# What is being asked
Repeat the entries that follow verbatim, without any of their pictures.

# Data provided

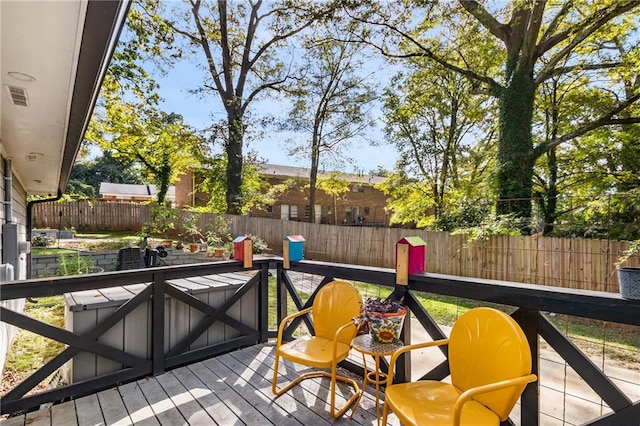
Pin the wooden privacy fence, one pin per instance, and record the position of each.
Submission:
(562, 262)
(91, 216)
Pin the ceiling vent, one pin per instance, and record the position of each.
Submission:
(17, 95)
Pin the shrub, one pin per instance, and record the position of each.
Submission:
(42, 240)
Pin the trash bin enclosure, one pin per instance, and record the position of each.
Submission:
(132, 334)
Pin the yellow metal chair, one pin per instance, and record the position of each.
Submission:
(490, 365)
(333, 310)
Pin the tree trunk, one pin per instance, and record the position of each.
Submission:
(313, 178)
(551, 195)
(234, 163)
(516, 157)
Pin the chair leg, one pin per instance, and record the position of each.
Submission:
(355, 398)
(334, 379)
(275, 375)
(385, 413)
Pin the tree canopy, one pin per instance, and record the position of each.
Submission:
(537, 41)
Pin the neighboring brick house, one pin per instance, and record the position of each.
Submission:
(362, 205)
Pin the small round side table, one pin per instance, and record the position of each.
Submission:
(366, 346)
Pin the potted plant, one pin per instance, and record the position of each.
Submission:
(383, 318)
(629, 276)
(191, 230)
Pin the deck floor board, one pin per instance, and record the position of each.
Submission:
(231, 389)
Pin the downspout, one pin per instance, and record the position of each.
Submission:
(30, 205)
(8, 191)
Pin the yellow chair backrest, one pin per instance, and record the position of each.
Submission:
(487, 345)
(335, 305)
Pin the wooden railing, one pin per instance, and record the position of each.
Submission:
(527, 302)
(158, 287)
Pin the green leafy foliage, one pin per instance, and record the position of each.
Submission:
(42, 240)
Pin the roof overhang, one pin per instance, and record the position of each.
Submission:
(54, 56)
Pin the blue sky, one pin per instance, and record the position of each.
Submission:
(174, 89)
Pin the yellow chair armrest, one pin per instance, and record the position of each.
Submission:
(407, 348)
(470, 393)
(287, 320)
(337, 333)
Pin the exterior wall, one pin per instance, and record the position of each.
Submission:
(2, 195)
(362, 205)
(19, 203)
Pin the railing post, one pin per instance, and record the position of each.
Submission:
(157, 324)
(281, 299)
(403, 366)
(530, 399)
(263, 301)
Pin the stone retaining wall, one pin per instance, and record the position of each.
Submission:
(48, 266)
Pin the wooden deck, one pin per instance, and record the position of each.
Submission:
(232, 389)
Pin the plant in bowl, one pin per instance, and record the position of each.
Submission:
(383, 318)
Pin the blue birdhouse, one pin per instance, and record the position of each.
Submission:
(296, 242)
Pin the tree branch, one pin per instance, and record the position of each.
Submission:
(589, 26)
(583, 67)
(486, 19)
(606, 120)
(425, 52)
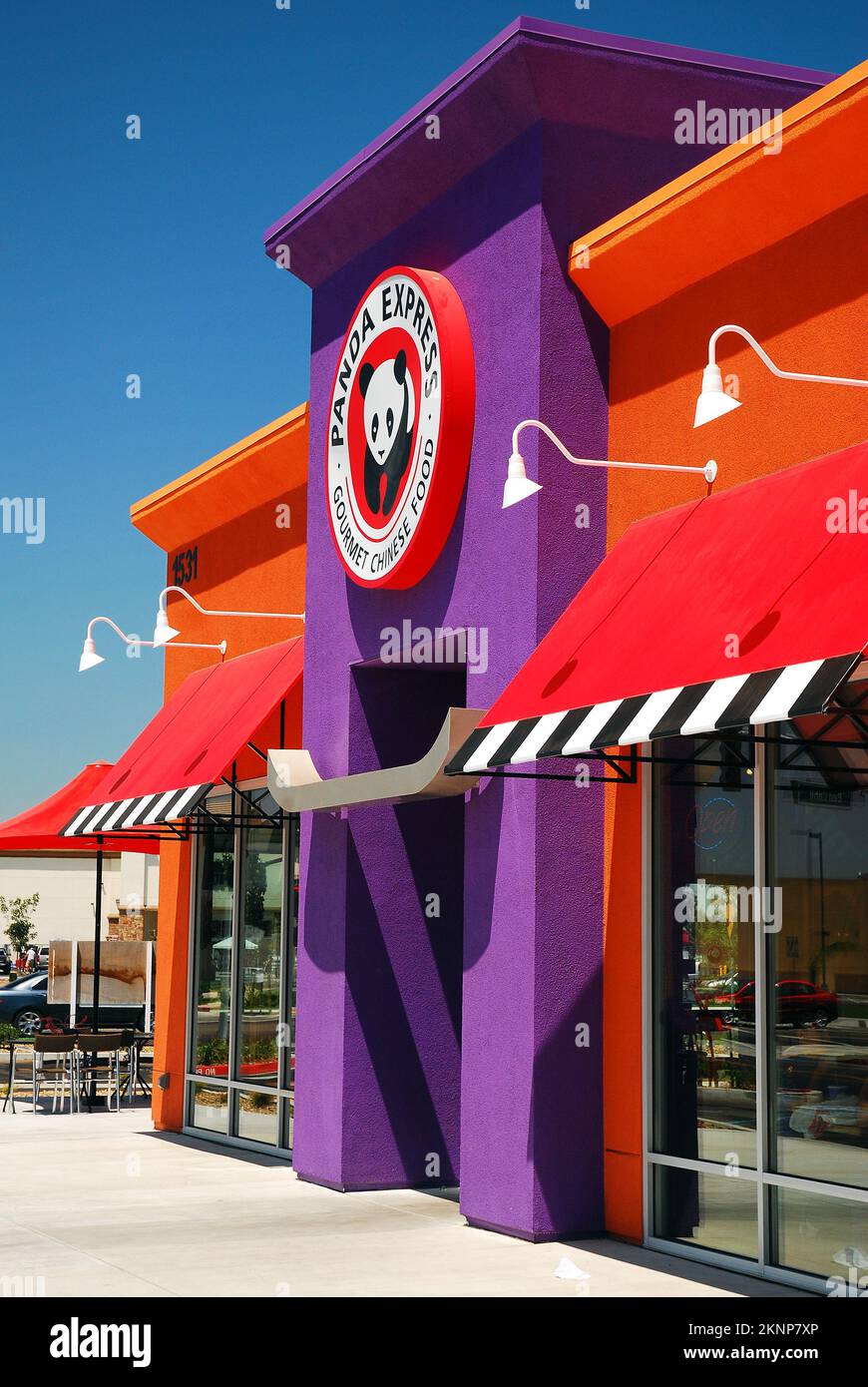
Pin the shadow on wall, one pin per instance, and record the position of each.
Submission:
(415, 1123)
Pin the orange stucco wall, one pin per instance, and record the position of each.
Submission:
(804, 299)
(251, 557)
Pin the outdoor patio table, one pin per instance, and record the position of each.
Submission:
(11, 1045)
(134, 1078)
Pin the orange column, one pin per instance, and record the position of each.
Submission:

# Correct answer
Pin the wooden privacy fence, one pin per instance, and record the position of each.
Submission:
(562, 262)
(91, 216)
Pin the ceiling vent, one pin per instance, and record the position of each.
Submission:
(17, 95)
Pin the shrub, one pin per instance, and record the position of each.
Submission:
(42, 240)
Pin the trash bin enclosure, one pin per instance, and record the position of each.
Submission:
(132, 334)
Pin the yellow metal chair, one pin per instance, and record the position of each.
Submission:
(490, 365)
(333, 310)
Pin the tree trunk, one pin per instance, and record the position of each.
Submission:
(313, 178)
(551, 195)
(234, 163)
(516, 157)
Pin the chair leg, one pin per instance, and record the position of each.
Submission:
(355, 398)
(334, 379)
(275, 375)
(385, 413)
Pin the tree canopy, one pin per instance, and record the position of each.
Submission:
(537, 41)
Pin the neighboring brick house, one pin per instance, and record the position of each.
Submission:
(362, 205)
Pin the small round side table, one pin per instance, and record the position of each.
Submission:
(366, 346)
Pin the potted plant, one pin per instance, and record the position of each.
Submission:
(383, 318)
(629, 276)
(191, 230)
Pin the deck floor board, one pin per instance, and record the position of each.
Submission:
(231, 389)
Pin the downspout, one pin per instance, and record the position of each.
Submission:
(30, 205)
(8, 191)
Pin the yellow chair backrest, one pin per instance, and record the position of each.
Submission:
(487, 345)
(335, 305)
Pin the wooden railing, one pin per instance, and record the position of each.
Submission:
(527, 302)
(158, 287)
Pin the green leafy foliage, one pin per instance, and record the position of each.
Submission:
(42, 240)
Pin the roof overhang, one pin per instance, and record the position of each.
Submission:
(54, 56)
Pin the blue sky, one pin per instance, and record the position of each.
Submission:
(174, 89)
Pin the yellow chair armrest, one pin per instance, and record the position of each.
Submission:
(407, 348)
(470, 393)
(287, 320)
(337, 333)
Pin the exterior wall, one pin per instance, and record the position of each.
Submission:
(2, 195)
(362, 205)
(19, 203)
Pin the railing post, one pin per instance, and record the position of each.
Submission:
(157, 324)
(281, 299)
(403, 366)
(530, 399)
(263, 301)
Pin the stone retaining wall, one pin per instance, and record the position of each.
Submission:
(48, 266)
Pin the wooden deck, one pin per instance, and record the position of each.
Submission:
(232, 389)
Pin the plant in bowl, one pin per instance, and record the position of each.
Submission:
(383, 318)
Pin the blue birdhouse, one pin per instance, and record the position of each.
Submission:
(296, 242)
Pin the tree branch, one pin per instance, and record the position of each.
Submission:
(589, 26)
(583, 67)
(486, 19)
(606, 120)
(425, 52)
Pin the shadow on wall, one pin per instance, and record the position of each.
Submission:
(415, 1123)
Pin the orange stucco wall, one pin per instance, and record the position of each.
Submission:
(804, 299)
(251, 557)
Pin the outdoor patio table, one pin per instance, and record the position of each.
Submission:
(11, 1045)
(134, 1078)
Pin the orange column, one pin per instance, and record the position of each.
Submission:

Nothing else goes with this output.